Write out every record below exactly, leaving the pictures out.

_Source data_
▼

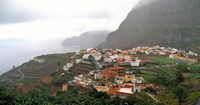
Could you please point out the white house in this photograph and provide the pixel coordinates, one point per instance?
(119, 80)
(135, 63)
(67, 66)
(78, 61)
(86, 56)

▲

_Task result_
Could you please point out the white house in this photograph and provide the pixel coordinates, one point per instance?
(119, 80)
(135, 63)
(67, 66)
(78, 61)
(86, 56)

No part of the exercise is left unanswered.